-- Input for this task follows --

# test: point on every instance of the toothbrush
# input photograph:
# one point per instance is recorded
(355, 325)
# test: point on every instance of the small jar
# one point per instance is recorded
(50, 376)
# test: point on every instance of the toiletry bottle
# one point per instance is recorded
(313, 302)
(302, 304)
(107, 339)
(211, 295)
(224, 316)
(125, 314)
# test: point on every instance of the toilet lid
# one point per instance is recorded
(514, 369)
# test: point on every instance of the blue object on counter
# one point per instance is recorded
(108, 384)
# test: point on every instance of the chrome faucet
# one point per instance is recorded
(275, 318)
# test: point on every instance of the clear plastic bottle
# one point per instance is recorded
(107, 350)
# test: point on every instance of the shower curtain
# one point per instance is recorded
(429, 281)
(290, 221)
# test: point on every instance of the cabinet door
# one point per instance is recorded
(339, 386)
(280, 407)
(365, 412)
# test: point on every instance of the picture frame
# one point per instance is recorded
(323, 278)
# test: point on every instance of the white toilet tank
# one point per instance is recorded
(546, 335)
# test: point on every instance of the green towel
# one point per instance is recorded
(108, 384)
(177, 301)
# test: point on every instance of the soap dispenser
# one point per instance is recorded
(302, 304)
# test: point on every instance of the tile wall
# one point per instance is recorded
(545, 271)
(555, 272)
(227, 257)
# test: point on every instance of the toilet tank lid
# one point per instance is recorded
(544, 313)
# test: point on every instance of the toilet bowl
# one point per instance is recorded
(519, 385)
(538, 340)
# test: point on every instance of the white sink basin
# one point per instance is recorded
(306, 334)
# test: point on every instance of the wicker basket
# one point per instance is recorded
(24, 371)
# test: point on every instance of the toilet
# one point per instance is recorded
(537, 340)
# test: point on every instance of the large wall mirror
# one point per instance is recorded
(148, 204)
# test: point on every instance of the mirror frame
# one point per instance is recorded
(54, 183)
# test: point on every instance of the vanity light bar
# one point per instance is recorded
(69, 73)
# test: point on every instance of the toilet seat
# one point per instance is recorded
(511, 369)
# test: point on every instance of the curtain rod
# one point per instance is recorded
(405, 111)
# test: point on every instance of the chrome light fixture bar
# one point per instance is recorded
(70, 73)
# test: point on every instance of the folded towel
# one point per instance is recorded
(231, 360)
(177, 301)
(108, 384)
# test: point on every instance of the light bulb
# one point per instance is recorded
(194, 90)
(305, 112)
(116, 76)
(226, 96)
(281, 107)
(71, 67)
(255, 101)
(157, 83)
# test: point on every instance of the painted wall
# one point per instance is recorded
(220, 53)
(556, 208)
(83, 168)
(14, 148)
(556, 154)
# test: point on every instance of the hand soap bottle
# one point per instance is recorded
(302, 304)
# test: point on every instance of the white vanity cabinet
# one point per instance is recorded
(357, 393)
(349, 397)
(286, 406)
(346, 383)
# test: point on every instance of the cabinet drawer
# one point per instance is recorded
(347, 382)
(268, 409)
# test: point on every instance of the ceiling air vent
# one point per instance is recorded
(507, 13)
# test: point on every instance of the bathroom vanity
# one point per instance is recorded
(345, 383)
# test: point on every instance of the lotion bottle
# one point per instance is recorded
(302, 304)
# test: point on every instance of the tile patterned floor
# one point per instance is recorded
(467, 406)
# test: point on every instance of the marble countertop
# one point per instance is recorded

-- Input for this task concluded --
-- Input for this task follows --

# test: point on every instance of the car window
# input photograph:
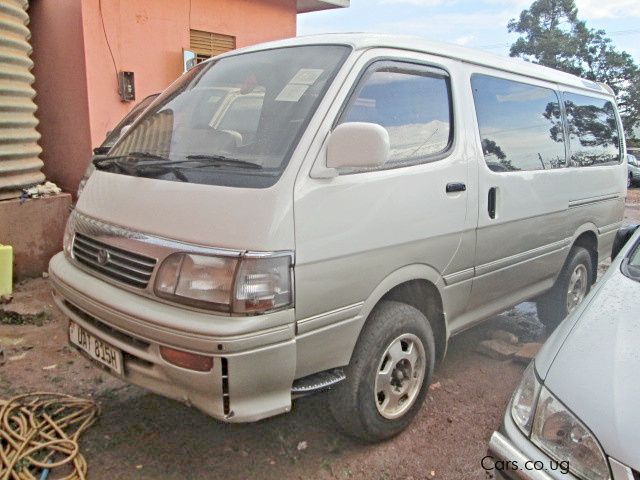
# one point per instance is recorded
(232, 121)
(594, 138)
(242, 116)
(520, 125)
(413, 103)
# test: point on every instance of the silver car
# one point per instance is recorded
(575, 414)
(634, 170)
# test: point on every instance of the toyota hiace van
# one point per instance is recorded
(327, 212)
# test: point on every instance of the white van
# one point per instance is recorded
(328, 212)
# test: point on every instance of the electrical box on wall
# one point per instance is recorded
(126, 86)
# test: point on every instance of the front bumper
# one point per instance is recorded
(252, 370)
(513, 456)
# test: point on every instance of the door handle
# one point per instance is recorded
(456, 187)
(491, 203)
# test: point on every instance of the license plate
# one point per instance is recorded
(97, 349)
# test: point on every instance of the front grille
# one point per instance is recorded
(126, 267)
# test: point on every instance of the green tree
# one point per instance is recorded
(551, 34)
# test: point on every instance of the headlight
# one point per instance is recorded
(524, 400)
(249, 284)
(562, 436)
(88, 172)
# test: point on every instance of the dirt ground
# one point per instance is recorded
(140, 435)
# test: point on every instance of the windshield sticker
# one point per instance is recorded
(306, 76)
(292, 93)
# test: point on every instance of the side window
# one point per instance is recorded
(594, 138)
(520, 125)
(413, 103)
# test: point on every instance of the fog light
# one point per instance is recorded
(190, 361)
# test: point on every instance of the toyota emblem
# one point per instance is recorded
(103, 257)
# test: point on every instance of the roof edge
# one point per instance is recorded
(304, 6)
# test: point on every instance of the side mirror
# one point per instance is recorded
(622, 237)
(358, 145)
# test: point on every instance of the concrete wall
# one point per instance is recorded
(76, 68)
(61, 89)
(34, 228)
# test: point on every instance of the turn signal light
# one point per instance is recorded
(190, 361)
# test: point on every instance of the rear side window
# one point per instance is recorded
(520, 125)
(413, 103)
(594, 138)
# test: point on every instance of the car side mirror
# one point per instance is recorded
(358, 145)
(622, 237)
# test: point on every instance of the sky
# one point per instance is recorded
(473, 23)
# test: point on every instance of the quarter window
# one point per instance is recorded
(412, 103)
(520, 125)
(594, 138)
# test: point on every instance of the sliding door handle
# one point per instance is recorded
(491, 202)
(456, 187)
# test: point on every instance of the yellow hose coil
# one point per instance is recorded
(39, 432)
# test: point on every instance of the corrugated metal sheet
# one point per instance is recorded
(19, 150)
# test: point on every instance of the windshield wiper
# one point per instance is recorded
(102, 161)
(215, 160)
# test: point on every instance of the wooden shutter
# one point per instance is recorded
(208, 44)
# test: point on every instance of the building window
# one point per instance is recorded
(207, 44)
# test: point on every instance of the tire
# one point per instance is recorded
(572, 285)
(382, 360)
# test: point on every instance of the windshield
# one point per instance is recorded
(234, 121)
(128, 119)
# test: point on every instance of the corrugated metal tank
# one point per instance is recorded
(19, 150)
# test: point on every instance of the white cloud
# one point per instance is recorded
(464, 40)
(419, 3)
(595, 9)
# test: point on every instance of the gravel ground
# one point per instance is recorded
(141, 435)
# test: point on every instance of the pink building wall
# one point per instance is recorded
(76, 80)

-- Input for this task concluded --
-- Input for this task follows --

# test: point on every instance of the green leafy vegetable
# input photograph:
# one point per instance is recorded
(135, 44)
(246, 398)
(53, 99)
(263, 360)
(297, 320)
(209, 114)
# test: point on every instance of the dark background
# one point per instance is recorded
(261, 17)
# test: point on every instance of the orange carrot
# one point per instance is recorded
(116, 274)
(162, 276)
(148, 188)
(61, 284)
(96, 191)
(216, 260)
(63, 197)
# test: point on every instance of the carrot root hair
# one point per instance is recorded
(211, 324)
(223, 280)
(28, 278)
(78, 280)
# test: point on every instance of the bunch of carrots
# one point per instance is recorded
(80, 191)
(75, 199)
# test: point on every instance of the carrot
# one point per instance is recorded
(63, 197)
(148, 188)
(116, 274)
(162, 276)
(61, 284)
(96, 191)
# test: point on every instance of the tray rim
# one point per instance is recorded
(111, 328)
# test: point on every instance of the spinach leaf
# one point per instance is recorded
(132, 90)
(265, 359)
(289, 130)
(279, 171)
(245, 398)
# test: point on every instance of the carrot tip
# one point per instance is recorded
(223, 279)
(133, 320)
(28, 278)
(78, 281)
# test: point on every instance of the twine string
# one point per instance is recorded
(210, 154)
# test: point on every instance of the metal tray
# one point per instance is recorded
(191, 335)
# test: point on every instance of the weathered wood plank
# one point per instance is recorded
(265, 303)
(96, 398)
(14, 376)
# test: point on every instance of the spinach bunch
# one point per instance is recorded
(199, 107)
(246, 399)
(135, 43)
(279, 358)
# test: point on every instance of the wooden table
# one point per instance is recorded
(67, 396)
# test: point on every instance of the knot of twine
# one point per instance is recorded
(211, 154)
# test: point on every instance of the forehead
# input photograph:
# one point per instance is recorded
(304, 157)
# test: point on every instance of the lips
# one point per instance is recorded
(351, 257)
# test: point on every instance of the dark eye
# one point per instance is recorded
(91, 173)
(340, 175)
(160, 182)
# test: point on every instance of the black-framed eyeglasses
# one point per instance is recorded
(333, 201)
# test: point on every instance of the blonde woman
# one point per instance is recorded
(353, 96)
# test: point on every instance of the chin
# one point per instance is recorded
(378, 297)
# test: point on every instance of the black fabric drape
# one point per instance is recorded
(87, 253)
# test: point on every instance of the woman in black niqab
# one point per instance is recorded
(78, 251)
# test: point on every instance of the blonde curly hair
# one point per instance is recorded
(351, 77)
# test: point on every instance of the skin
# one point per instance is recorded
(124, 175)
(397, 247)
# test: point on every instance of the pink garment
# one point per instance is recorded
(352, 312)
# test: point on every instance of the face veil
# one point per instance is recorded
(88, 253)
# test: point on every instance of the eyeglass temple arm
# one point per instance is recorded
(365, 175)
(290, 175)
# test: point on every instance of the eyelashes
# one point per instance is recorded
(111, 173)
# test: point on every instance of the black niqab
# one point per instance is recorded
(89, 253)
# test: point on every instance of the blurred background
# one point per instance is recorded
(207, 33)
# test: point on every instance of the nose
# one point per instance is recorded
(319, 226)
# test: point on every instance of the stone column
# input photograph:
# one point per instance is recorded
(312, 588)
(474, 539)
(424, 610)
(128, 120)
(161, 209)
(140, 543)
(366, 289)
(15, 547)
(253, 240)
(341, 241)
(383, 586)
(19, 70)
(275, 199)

-- Input for this task concluded --

▸ **Action item**
Only one stretch of the records above is wanted: the lines between the one holding "# test: point on every instance of the curtain" and the one holding "# test: point on every instance of the light", inclusive, reproduced exactly.

▸ **Problem solution**
# test: point on every instance of the curtain rod
# one point per instance is recorded
(405, 111)
# test: point on every instance of the chrome light fixture bar
# one point per instance is recorded
(70, 73)
# test: point on every instance of the folded towel
# one point per instance is recorded
(231, 360)
(177, 301)
(108, 384)
# test: point on every instance of the light bulb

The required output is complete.